**OBJETIVO**
No acórdão sobre insolvência, que valor tinha a insolvente de depositar a favor da massa insolvente para ficar dispensada da liquidação do veículo apreendido?

**EXCERTO DO TEXTO**
■ ■ ■ ■
Acórdão do Tribunal da Relação de
Évora
Processo:
4330/21.0T8STB-E.E1
Relator: EMÍLIA RAMOS COSTA
Descritores: INSOLVÊNCIA
PODERES DE ADMINISTRAÇÃO
INEFICÁCIA
Data do Acordão: 02/08/2024
Votação: UNANIMIDADE
Texto Integral: S
Sumário: I – Nos termos do artigo 81.º, n.º 1, do CIRE, com a declaração de insolvência, o insolvente fica imediatamente privado dos poderes de administração e de disposição sobre os bens integrantes da massa insolvente, os quais passam a ser da competência do administrador da insolvência, assumindo, por isso, este a representação do devedor para todos os efeitos de carácter patrimonial que interessem à insolvência.
II – Esta transferência imediata dos poderes de administração e disposição dos bens integrantes da massa insolvente do devedor para o administrador da insolvência não depende de um qualquer ato concreto e formal de apreensão de bens, bastando-se com o trânsito da sentença de declaração de insolvência.
III - Em caso de violação desta determinação legal, os atos de administração e de disposição praticados pelo insolvente em data posterior à da declaração de insolvência, relativamente a bens integrantes da massa insolvente, são ineficazes quanto à massa falida, respondendo esta apenas segundo as regras do enriquecimento sem causa.
IV – Só não será assim se, cumulativamente, se tratar de um ato celebrado a título oneroso com terceiros de boa fé anteriormente ao registo da sentença da declaração de insolvência, efetuado nos termos dos n.ºs 2 ou 3 do artigo 38.º do CIRE, consoante os casos, e não tiver em causa algum dos tipos referidos no n.º 1 do artigo 121.º do mesmo Diploma Legal.
(Sumário da Relatora)
Decisão Texto Integral: Proc. n.º 4330/21.0T8STB-E.E1
2.ª Secção Cível do Tribunal da Relação de Évora[1]
I - Relatório
No Tribunal Judicial da Comarca de Setúbal, Juízo de Comércio de Setúbal – Juiz 2, nos autos de insolvência n.º 4330/21.0T8STB, em que foi declarada insolvente (…), por sentença proferida em 23-08-2021, e transitada em 29-09-2021,[2] foi, em 25-11-2021, proferido despacho judicial, a dispensar a referida insolvente da liquidação do veículo automóvel apreendido, com a matrícula (…), de marca Citroen C4 Cactus 2017, desde que mediante o depósito do valor de € 8.500,00 a favor da massa insolvente.
Uma vez que a insolvente não procedeu ao depósito do mencionado valor, e, notificada para se pronunciar sobre tal circunstância, nada disse, por despacho judicial de 22-02-2022, foi dado sem efeito a dispensa de liquidação relativamente ao identificado veículo, sendo a insolvente e respetivo mandatário notificados para procederem à entrega dessa veiculo, no prazo de 10 dias, à Sra. Administradora da Insolvência.
■ ■ ■ ■
**ENTRADAS APRESENTADAS**
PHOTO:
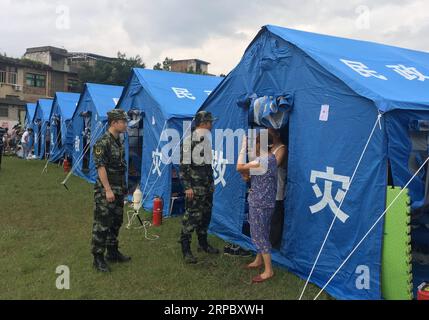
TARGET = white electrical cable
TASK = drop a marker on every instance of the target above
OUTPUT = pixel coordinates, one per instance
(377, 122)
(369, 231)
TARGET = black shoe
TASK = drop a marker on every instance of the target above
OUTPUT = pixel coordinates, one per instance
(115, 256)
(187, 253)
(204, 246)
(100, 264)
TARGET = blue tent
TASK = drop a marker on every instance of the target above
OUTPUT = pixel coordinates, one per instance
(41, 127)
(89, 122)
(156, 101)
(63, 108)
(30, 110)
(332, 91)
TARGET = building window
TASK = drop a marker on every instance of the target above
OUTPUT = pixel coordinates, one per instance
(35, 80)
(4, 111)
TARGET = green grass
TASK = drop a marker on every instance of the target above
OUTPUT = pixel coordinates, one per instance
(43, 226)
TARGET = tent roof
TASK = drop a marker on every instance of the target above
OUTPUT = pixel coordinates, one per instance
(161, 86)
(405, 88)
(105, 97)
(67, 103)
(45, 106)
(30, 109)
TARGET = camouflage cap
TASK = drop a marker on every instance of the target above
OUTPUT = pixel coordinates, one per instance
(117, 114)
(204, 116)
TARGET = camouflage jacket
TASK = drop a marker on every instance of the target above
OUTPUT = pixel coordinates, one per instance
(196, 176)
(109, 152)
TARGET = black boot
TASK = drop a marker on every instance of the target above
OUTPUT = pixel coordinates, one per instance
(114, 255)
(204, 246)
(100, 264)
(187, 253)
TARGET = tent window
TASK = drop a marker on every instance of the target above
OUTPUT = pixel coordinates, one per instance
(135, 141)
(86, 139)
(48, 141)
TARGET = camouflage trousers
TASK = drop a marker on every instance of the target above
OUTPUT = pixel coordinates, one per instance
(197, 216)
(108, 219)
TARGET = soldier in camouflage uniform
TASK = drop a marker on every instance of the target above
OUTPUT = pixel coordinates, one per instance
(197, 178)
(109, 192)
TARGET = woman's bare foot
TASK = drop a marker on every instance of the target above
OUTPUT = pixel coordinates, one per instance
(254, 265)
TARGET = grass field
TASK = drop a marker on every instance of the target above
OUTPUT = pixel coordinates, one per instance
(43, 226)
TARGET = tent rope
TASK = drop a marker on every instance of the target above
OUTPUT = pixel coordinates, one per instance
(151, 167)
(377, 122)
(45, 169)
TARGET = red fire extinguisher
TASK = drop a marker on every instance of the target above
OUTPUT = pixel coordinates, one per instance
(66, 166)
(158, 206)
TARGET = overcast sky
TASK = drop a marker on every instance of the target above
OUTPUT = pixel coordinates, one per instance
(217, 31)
■ ■ ■ ■
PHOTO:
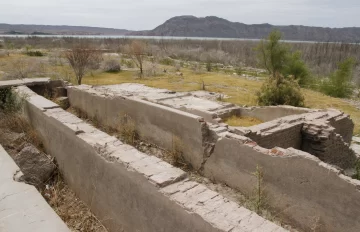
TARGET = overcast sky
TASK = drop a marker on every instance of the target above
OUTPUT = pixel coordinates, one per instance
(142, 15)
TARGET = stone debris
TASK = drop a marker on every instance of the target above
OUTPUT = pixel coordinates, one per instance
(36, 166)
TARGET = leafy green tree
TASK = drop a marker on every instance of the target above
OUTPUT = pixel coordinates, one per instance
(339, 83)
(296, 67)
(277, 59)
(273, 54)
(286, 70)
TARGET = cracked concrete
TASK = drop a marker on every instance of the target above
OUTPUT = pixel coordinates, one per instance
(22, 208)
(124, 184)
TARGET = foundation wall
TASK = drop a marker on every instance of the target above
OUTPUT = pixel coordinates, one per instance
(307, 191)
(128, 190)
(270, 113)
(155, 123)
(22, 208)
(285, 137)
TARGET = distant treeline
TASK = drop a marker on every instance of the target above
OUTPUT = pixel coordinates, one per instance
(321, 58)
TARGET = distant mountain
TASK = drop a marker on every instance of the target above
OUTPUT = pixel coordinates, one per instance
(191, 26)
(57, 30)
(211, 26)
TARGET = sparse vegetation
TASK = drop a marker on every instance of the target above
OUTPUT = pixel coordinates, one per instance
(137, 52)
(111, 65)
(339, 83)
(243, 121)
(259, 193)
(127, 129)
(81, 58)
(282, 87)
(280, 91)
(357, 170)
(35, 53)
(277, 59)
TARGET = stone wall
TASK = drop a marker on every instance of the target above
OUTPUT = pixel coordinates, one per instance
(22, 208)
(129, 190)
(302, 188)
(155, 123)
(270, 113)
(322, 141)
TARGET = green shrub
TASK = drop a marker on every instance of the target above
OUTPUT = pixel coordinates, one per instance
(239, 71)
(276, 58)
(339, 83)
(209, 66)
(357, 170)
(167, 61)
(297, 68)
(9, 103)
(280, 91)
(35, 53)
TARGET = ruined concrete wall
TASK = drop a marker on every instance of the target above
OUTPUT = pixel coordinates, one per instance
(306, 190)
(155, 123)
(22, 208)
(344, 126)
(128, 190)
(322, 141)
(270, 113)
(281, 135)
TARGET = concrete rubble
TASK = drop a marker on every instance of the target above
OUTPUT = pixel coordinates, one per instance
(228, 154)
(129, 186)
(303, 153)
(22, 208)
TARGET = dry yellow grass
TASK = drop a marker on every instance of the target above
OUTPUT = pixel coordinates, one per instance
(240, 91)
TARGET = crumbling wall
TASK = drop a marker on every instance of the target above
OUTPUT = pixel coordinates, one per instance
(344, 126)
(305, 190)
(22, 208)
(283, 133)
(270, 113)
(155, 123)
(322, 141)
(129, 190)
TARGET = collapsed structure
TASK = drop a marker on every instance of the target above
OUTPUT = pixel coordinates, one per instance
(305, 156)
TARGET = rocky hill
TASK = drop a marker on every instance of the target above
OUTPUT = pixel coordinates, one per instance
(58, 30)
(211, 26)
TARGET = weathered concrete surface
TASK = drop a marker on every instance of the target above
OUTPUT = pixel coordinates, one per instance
■ ■ ■ ■
**RESPOSTA OBTIDA**
€ 8.500,00.